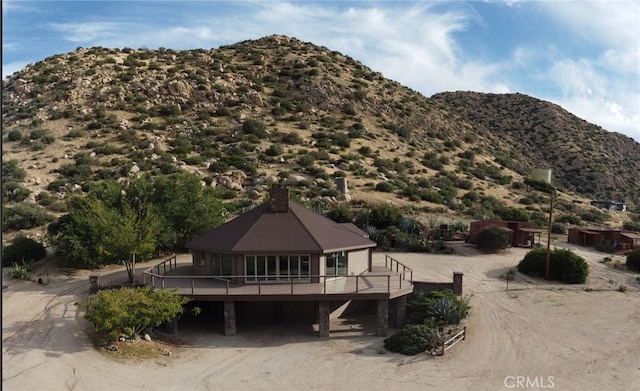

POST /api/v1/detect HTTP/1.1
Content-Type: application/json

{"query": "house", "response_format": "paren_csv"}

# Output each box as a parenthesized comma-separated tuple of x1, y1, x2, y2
(143, 188, 413, 337)
(469, 220, 545, 248)
(590, 200, 627, 212)
(567, 228, 639, 251)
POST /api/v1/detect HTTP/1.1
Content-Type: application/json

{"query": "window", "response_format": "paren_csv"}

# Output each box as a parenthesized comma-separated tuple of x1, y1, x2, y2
(326, 251, 348, 278)
(244, 254, 311, 283)
(197, 251, 207, 267)
(211, 253, 232, 276)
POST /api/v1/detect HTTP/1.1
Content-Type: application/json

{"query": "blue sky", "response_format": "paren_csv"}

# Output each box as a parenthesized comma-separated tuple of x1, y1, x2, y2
(3, 1, 639, 141)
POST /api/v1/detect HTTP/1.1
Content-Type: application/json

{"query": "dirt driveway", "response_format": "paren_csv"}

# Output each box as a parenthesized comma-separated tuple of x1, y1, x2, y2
(3, 243, 640, 391)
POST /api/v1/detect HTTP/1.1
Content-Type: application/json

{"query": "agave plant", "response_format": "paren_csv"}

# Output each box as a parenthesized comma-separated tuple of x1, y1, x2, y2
(398, 216, 422, 234)
(426, 297, 459, 325)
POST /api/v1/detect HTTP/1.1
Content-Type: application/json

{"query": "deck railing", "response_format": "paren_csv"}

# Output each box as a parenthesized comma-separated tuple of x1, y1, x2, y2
(142, 255, 414, 297)
(384, 255, 413, 285)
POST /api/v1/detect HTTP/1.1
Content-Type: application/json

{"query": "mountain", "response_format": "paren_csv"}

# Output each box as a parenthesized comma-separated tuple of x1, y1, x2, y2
(2, 35, 638, 236)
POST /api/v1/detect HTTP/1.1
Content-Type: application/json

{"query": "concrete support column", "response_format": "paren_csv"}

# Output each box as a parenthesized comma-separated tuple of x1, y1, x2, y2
(453, 272, 464, 296)
(165, 315, 178, 335)
(376, 299, 389, 337)
(391, 295, 407, 329)
(224, 301, 236, 336)
(318, 301, 330, 337)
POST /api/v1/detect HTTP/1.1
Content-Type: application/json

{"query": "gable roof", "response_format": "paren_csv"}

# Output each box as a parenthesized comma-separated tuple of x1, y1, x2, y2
(186, 201, 376, 254)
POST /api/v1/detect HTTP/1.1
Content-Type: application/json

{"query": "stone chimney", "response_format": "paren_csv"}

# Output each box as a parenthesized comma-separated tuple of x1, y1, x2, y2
(269, 187, 290, 213)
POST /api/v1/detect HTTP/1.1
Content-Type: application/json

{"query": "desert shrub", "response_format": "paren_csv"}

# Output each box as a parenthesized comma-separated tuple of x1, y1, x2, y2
(524, 179, 555, 194)
(35, 191, 55, 206)
(557, 214, 581, 225)
(383, 324, 438, 355)
(475, 226, 510, 252)
(375, 181, 396, 193)
(2, 235, 47, 267)
(7, 129, 22, 141)
(242, 119, 268, 138)
(2, 159, 26, 181)
(517, 247, 589, 283)
(2, 181, 32, 202)
(579, 209, 607, 224)
(297, 154, 316, 168)
(265, 144, 283, 157)
(499, 207, 531, 222)
(282, 132, 302, 145)
(551, 222, 566, 234)
(622, 221, 640, 232)
(325, 204, 354, 223)
(595, 239, 615, 253)
(2, 204, 56, 231)
(368, 204, 402, 229)
(626, 248, 640, 272)
(9, 262, 33, 280)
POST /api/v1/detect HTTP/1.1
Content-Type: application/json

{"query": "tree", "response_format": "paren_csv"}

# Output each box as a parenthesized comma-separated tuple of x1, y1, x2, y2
(627, 248, 640, 272)
(48, 193, 160, 279)
(2, 234, 47, 267)
(140, 173, 227, 249)
(77, 287, 193, 341)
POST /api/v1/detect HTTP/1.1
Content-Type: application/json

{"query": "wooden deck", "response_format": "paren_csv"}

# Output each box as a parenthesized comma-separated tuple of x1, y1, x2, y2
(142, 255, 413, 301)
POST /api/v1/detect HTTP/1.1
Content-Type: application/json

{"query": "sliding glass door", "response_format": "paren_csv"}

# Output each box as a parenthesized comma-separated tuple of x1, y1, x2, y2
(245, 255, 310, 283)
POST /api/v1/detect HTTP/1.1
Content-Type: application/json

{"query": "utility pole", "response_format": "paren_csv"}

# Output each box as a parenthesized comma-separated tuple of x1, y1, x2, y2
(545, 191, 554, 280)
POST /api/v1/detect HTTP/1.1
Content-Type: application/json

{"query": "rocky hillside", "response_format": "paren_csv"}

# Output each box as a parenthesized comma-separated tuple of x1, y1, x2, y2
(431, 91, 640, 205)
(2, 35, 638, 236)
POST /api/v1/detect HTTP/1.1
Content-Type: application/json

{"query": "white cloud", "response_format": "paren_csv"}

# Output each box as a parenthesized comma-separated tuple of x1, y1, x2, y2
(539, 2, 640, 74)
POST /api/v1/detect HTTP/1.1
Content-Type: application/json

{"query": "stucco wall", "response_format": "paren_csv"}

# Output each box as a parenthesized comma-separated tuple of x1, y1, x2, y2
(348, 249, 369, 275)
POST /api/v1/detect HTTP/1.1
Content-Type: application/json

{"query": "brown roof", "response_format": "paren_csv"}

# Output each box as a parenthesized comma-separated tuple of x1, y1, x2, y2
(519, 228, 545, 233)
(186, 201, 376, 254)
(621, 232, 640, 240)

- DIRECTIONS FOR THIS TASK:
Take from the entries every line that has the string "deck".

- RESPONSE TO THE EXERCISE:
{"query": "deck railing", "response_format": "paren_csv"}
{"query": "wooden deck", "response_format": "paren_csv"}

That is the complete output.